■ **Text section**
=-=-=-=-=
# Timing of lab tests didn't prove anything...but...



## I DClaire (Jul 31, 2011)

I'm getting an additional 15 mg increase in my Armour dosage! arty0006: Seems like a nit almost but I'm thrilled - the second the nurse told me my labs were all normal I assumed I needn't even ask for a dosage increase and I didn't...the doctor offered it to me.

I had thought maybe by having my blood drawn mid-afternoon I'd see a dramatic difference from having it drawn mid-morning (app. 4 hours after taking my 90 mg Armour) but apparently it didn't prove what I thought would happen.

Interestingly though the nurse told me to have new labs on April 25 and not take ANY Armour that morning - to wait and take my Armour after the test. I'm interested in seeing how that goes also.

I told her I take my Armour every morning and do relatively well until early afternoon...then by 3:00, I feel like I've been disconnected from life support, I feel fatigue beyond words and the remainder of the day is hard for me. There is such a pattern to all this that I feel like I'm eventually going to figure out what's happening, even if it's not thyroid.

All in all I'm pleased. I'm appreciative of the little bump in medication. I read this morning on the Armour website that the average dose is 60-120 mg daily. This puts me at l05 mg.

I also read that the pediatric dosage for 6-12 year olds is 60-90 mg and over 12 years is over 90 mg.


----------



## joplin1975 (Jul 21, 2011)

So, so happy you are getting more fuel in the tank!


----------



## webster2 (May 19, 2011)

I am glad too, and that you will go in for another test to see how things are going soon!


----------



## I DClaire (Jul 31, 2011)

joplin1975 said:


> So, so happy you are getting more fuel in the tank!


Yeh...:anim_63: I feel more like a pitiful street urchin begging for a crumb of something! _Please miss...can't you spare one more tiny crumb of Armour??? _


----------



## Octavia (Aug 1, 2011)
=-=-=-=-=
■ **Exercise details**
Can you retype the forum thread above on the timing of thyroid lab tests word for word, in full?

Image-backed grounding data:
=-=-=-=-=
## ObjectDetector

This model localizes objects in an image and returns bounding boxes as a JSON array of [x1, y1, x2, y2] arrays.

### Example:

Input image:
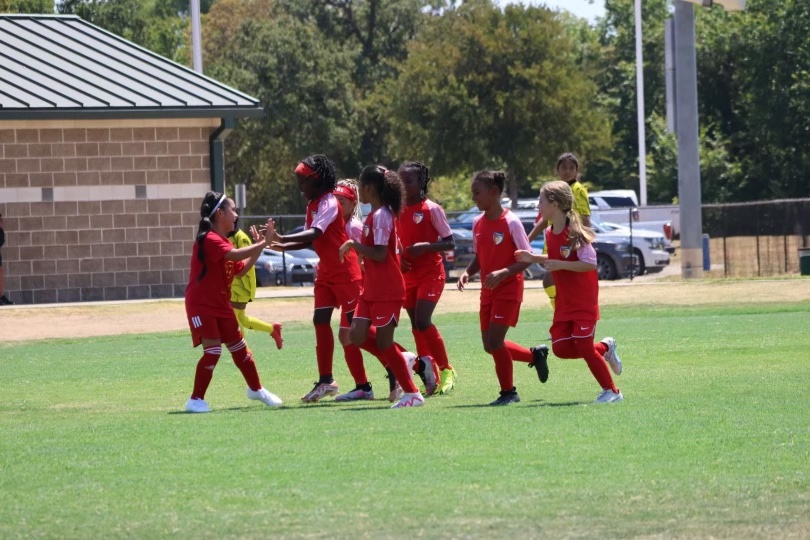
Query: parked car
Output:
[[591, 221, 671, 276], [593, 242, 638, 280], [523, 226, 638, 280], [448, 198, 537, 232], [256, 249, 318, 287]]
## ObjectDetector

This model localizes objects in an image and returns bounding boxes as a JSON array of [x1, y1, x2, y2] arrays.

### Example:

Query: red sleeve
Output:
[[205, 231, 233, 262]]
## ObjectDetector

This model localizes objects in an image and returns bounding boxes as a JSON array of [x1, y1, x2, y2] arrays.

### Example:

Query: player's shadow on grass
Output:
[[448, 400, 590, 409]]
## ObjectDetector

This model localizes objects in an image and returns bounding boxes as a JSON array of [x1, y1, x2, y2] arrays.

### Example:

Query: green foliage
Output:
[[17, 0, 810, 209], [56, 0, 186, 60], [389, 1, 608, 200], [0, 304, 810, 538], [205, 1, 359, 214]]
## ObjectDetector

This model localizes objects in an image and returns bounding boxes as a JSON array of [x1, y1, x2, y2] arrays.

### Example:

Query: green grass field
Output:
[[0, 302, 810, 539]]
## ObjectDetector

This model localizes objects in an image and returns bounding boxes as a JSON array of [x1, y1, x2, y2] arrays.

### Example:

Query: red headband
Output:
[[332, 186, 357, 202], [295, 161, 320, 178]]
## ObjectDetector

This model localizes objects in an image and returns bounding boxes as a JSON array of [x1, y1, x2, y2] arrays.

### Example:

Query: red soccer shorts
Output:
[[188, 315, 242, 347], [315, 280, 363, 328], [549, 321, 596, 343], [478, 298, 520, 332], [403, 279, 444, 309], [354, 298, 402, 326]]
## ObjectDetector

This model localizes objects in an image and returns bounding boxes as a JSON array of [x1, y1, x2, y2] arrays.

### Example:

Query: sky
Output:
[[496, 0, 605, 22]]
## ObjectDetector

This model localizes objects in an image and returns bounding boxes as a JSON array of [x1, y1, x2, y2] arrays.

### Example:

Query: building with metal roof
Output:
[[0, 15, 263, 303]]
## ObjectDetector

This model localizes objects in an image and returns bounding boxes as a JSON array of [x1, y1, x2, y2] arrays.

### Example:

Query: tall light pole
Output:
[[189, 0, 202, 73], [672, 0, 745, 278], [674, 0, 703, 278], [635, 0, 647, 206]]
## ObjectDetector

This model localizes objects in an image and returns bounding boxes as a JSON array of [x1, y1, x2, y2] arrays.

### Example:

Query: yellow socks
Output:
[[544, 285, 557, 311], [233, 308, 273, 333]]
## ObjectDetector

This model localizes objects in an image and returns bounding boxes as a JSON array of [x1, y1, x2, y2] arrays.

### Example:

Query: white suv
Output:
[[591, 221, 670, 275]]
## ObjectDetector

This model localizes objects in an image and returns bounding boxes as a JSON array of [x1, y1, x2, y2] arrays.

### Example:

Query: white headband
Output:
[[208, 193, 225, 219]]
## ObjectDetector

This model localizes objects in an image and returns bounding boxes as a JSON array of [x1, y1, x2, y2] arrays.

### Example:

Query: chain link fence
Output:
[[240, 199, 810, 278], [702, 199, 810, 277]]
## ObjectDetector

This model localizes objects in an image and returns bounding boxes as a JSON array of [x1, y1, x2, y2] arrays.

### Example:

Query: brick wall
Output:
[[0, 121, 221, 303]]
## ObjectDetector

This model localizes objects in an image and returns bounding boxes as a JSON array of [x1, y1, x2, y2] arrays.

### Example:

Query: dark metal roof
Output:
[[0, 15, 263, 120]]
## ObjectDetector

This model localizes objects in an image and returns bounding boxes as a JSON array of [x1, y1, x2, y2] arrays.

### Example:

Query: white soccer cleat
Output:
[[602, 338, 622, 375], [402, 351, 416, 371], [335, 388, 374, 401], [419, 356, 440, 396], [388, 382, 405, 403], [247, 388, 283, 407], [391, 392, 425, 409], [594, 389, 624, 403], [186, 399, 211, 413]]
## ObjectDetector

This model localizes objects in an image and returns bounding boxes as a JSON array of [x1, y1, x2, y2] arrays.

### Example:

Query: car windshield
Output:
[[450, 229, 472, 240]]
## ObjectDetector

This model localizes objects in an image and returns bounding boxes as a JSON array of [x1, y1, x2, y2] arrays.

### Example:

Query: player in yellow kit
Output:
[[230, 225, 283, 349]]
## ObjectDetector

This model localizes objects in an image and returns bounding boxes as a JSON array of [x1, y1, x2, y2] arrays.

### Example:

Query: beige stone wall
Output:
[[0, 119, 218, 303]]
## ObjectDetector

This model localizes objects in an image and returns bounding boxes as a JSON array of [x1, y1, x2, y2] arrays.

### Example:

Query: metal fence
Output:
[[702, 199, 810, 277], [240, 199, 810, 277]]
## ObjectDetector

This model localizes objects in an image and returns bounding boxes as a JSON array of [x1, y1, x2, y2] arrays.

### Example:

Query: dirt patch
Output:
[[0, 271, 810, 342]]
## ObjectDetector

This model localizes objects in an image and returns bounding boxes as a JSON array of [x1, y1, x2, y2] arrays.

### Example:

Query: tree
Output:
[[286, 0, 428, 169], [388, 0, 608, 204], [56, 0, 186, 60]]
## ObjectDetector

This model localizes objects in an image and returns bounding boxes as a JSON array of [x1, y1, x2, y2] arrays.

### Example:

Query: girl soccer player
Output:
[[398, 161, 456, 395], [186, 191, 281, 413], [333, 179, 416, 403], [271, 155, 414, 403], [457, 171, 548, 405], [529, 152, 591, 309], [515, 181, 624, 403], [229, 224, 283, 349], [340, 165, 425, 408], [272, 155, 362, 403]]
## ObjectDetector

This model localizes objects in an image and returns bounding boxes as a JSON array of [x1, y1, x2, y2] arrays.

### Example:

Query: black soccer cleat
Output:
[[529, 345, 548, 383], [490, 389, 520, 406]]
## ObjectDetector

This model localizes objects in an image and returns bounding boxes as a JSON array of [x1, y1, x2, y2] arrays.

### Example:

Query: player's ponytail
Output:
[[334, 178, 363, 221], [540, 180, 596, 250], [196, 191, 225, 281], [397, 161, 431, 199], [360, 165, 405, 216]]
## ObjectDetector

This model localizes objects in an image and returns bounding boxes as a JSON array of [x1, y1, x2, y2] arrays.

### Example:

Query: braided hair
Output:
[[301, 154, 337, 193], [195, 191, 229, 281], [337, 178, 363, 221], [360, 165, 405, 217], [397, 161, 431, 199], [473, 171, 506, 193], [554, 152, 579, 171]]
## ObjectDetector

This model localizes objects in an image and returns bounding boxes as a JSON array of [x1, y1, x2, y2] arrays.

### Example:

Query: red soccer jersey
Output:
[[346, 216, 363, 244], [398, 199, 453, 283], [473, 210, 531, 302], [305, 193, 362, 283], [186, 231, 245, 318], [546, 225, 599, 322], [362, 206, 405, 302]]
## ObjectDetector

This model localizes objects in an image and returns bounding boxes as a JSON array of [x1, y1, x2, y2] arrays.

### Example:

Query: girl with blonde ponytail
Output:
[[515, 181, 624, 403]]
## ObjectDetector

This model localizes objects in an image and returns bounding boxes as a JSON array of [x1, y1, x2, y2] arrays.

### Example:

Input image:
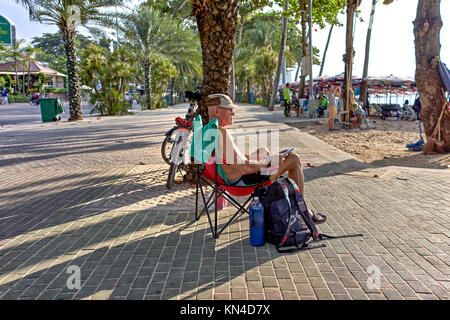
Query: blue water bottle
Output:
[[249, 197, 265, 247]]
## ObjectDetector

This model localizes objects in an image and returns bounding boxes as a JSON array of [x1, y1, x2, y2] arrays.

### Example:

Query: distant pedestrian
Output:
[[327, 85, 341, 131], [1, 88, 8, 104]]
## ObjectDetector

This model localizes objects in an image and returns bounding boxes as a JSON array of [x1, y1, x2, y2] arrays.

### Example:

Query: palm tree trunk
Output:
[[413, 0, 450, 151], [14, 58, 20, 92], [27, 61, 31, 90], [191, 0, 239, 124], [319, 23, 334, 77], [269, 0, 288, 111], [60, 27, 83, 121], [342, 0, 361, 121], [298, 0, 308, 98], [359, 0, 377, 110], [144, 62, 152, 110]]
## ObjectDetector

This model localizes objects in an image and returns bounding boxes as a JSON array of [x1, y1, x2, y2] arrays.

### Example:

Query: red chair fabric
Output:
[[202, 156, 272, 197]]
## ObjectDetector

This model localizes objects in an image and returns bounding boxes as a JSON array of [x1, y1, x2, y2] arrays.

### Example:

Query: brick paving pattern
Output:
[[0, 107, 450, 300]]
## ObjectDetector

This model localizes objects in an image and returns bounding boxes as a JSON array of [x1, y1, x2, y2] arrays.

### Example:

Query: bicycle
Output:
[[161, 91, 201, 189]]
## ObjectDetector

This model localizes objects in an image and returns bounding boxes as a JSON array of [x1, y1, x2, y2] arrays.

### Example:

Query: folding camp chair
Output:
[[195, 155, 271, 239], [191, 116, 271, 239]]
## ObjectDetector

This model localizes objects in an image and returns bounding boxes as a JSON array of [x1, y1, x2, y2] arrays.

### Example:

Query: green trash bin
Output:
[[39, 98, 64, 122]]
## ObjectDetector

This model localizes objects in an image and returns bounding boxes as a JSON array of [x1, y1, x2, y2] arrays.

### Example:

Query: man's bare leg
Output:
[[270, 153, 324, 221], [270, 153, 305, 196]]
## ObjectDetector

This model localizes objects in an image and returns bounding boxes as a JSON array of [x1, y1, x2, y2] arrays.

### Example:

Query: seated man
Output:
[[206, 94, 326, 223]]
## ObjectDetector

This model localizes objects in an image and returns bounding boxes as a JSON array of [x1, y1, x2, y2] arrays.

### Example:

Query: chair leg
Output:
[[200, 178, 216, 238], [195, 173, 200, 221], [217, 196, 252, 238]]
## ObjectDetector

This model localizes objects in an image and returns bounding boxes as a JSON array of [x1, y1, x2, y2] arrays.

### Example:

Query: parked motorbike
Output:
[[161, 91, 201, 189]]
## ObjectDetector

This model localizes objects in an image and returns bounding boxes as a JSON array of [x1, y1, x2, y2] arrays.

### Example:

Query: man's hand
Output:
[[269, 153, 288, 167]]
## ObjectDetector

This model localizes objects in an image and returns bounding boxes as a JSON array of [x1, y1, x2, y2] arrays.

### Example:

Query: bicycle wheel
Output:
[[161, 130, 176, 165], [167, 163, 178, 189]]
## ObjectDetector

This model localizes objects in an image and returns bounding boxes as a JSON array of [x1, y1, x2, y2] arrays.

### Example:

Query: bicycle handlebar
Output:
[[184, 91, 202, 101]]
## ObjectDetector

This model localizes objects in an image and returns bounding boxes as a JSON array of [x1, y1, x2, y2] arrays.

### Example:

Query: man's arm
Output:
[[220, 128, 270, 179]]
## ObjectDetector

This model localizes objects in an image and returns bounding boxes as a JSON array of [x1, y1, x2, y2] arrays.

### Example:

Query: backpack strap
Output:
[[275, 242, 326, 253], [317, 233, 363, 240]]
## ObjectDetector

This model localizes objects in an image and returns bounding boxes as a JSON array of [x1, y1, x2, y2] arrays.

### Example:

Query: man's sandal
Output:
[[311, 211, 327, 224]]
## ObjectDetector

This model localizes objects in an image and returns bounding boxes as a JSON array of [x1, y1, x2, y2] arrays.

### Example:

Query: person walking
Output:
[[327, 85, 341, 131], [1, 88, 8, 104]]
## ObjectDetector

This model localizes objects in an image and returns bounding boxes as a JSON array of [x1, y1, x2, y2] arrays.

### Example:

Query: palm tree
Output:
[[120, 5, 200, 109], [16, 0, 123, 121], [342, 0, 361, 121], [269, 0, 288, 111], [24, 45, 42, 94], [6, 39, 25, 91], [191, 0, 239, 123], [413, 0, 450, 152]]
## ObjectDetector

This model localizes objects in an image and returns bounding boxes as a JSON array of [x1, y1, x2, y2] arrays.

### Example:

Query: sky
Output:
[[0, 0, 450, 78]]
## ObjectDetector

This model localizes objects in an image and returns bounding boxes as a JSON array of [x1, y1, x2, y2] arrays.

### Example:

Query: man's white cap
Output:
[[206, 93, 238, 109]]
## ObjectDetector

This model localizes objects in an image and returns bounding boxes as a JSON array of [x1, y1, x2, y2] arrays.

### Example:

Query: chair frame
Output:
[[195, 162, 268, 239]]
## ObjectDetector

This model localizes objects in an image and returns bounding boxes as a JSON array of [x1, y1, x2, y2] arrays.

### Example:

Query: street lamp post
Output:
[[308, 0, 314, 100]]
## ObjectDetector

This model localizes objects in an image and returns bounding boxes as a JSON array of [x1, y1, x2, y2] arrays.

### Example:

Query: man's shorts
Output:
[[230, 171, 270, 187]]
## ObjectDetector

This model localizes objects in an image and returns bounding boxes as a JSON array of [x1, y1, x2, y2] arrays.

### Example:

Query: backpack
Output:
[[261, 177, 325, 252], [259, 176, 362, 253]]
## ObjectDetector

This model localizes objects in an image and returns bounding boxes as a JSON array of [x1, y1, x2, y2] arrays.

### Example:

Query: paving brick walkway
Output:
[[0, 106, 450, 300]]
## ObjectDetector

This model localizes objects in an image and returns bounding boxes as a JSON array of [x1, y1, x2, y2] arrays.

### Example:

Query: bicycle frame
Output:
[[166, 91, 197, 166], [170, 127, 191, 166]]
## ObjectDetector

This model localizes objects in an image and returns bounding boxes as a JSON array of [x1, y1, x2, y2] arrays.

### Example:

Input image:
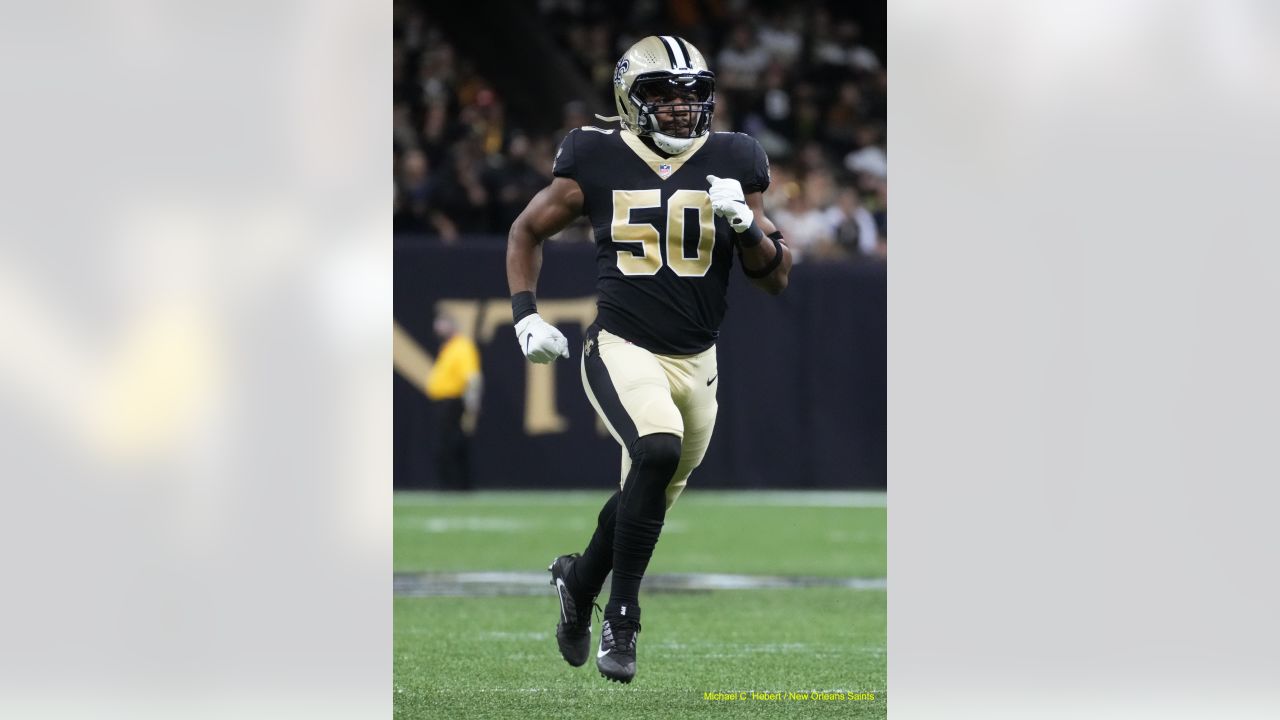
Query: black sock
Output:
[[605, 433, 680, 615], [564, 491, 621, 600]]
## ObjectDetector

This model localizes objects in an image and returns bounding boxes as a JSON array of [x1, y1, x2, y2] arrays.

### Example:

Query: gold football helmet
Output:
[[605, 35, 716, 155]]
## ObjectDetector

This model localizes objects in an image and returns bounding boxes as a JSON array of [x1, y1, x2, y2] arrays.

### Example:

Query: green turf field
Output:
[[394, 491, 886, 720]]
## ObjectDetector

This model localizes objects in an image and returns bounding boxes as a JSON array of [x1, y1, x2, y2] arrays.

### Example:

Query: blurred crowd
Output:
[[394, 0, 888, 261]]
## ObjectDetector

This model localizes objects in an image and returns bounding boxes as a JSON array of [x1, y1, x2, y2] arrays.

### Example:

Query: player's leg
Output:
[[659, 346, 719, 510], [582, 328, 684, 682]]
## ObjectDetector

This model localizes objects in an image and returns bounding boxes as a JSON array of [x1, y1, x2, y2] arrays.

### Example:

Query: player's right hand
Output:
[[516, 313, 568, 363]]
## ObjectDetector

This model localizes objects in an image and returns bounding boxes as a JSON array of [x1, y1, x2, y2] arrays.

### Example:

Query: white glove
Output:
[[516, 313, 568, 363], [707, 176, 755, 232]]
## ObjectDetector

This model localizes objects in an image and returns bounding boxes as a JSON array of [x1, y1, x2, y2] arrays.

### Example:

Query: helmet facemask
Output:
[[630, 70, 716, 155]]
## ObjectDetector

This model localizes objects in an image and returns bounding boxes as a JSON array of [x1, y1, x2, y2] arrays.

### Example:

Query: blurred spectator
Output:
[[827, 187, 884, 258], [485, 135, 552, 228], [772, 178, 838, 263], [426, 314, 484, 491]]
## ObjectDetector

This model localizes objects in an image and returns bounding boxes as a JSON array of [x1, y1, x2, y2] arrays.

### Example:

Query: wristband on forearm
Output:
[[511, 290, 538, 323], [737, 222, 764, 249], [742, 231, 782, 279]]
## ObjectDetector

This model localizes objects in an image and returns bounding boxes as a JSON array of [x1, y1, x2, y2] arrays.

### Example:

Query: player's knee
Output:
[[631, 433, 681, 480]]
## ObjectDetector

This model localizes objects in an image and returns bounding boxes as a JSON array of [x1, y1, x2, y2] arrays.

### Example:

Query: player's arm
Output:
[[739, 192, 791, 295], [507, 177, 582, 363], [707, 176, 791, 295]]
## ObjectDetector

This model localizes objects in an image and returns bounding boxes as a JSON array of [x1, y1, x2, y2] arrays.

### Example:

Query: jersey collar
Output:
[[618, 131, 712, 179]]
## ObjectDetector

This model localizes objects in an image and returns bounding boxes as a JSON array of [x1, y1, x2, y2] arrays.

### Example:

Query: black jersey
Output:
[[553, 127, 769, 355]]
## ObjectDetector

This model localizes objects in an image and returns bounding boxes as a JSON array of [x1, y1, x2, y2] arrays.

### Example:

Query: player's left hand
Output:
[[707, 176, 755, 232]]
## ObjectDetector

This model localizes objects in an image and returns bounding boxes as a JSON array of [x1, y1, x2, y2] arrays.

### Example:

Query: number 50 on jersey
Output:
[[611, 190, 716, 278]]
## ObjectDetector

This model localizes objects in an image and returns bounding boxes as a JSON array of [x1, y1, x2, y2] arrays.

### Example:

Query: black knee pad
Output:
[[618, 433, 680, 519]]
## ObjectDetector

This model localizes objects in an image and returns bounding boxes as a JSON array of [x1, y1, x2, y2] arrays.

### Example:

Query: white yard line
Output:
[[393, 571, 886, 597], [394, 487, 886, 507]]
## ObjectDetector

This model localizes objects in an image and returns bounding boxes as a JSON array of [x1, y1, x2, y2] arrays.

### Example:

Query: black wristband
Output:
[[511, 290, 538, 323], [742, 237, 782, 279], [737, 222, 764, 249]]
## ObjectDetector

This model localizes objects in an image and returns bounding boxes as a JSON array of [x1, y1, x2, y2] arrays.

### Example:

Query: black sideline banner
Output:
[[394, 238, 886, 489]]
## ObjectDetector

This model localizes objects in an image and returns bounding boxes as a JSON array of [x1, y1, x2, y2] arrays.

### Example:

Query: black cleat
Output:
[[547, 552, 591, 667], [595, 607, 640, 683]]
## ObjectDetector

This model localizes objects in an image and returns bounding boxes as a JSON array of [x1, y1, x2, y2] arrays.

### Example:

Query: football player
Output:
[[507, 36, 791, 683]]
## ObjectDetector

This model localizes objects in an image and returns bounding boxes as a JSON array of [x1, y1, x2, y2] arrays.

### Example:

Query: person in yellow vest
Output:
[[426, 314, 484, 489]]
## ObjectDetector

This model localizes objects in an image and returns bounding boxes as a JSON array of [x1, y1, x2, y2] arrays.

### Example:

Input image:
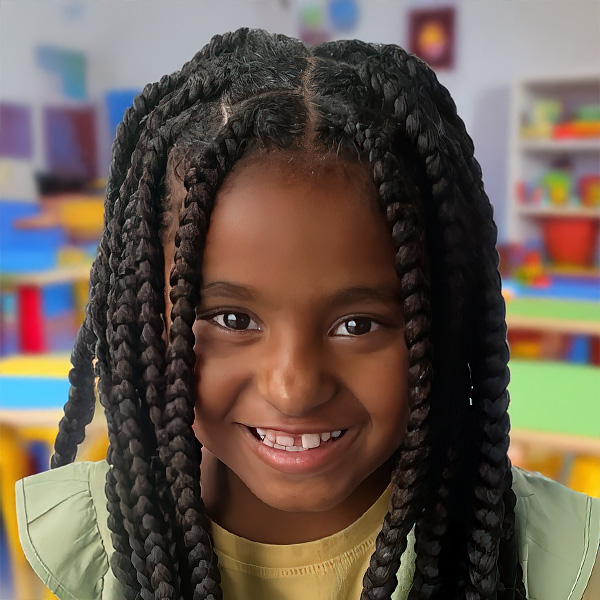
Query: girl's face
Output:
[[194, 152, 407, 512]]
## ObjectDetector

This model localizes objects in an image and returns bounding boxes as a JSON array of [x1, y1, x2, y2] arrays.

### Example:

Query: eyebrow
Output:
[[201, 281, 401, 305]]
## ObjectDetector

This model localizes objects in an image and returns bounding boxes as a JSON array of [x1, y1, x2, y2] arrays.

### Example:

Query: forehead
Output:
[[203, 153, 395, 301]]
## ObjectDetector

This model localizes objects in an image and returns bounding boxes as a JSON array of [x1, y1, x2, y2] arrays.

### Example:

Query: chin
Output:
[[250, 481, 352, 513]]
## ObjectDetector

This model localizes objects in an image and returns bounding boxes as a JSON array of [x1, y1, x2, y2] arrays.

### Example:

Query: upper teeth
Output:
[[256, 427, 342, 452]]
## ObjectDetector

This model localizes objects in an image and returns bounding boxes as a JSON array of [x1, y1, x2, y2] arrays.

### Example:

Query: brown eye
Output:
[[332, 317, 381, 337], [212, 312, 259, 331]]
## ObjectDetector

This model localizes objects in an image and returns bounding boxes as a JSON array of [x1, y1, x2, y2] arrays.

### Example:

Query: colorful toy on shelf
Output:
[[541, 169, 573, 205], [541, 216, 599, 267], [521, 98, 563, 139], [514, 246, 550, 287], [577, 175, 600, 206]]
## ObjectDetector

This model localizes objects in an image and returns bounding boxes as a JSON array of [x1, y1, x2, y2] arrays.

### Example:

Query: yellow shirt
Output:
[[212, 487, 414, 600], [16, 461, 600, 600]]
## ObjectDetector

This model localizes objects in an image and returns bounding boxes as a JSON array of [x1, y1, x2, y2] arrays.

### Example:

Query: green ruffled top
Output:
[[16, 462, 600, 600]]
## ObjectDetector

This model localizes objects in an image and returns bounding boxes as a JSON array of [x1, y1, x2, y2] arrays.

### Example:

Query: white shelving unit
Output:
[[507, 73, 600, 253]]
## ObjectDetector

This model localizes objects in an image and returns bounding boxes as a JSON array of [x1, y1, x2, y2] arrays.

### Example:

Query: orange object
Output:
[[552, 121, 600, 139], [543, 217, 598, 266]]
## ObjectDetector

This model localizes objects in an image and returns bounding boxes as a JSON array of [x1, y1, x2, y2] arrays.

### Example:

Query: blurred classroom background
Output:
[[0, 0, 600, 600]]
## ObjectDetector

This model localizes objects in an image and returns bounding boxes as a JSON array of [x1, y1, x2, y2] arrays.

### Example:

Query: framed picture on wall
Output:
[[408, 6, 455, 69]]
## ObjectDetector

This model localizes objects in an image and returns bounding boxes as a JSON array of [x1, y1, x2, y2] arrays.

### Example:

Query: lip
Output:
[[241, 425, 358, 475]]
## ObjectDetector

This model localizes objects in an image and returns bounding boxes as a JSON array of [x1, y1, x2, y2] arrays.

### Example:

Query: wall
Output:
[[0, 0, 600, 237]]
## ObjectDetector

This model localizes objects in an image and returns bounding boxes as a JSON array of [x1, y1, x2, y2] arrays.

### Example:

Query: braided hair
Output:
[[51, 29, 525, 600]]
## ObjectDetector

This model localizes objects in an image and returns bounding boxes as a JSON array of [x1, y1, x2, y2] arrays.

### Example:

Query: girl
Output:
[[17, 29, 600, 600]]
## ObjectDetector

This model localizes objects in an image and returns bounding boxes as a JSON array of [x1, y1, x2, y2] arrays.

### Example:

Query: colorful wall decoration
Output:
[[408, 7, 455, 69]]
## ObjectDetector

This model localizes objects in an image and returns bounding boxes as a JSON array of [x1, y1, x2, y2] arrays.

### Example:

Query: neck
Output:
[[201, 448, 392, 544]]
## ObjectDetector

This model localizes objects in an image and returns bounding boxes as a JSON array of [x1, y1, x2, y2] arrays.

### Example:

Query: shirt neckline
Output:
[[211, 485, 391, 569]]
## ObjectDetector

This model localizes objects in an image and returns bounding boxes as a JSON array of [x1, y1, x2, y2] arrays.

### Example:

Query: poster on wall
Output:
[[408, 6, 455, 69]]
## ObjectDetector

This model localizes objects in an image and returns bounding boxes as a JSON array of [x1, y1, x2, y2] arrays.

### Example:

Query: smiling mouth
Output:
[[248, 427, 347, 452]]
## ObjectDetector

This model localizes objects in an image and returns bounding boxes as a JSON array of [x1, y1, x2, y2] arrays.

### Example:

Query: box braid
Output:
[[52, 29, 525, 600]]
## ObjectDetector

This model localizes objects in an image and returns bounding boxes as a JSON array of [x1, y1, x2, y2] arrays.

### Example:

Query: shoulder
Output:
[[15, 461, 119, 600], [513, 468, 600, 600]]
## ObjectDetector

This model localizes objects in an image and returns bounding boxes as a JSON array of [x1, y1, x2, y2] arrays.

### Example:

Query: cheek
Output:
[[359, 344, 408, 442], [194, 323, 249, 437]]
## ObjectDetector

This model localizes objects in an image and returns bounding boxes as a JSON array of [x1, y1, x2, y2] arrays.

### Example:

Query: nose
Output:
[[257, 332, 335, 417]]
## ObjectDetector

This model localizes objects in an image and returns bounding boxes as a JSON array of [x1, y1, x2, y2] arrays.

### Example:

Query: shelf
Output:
=-=-=-=-=
■ **Exercise solution**
# Timing of lab tests didn't prove anything...but...



## I DClaire (Jul 31, 2011)

I'm getting an additional 15 mg increase in my Armour dosage! arty0006: Seems like a nit almost but I'm thrilled - the second the nurse told me my labs were all normal I assumed I needn't even ask for a dosage increase and I didn't...the doctor offered it to me.

I had thought maybe by having my blood drawn mid-afternoon I'd see a dramatic difference from having it drawn mid-morning (app. 4 hours after taking my 90 mg Armour) but apparently it didn't prove what I thought would happen.

Interestingly though the nurse told me to have new labs on April 25 and not take ANY Armour that morning - to wait and take my Armour after the test. I'm interested in seeing how that goes also.

I told her I take my Armour every morning and do relatively well until early afternoon...then by 3:00, I feel like I've been disconnected from life support, I feel fatigue beyond words and the remainder of the day is hard for me. There is such a pattern to all this that I feel like I'm eventually going to figure out what's happening, even if it's not thyroid.

All in all I'm pleased. I'm appreciative of the little bump in medication. I read this morning on the Armour website that the average dose is 60-120 mg daily. This puts me at l05 mg.

I also read that the pediatric dosage for 6-12 year olds is 60-90 mg and over 12 years is over 90 mg.


----------



## joplin1975 (Jul 21, 2011)

So, so happy you are getting more fuel in the tank!


----------



## webster2 (May 19, 2011)

I am glad too, and that you will go in for another test to see how things are going soon!


----------



## I DClaire (Jul 31, 2011)

joplin1975 said:


> So, so happy you are getting more fuel in the tank!


Yeh...:anim_63: I feel more like a pitiful street urchin begging for a crumb of something! _Please miss...can't you spare one more tiny crumb of Armour??? _


----------



## Octavia (Aug 1, 2011)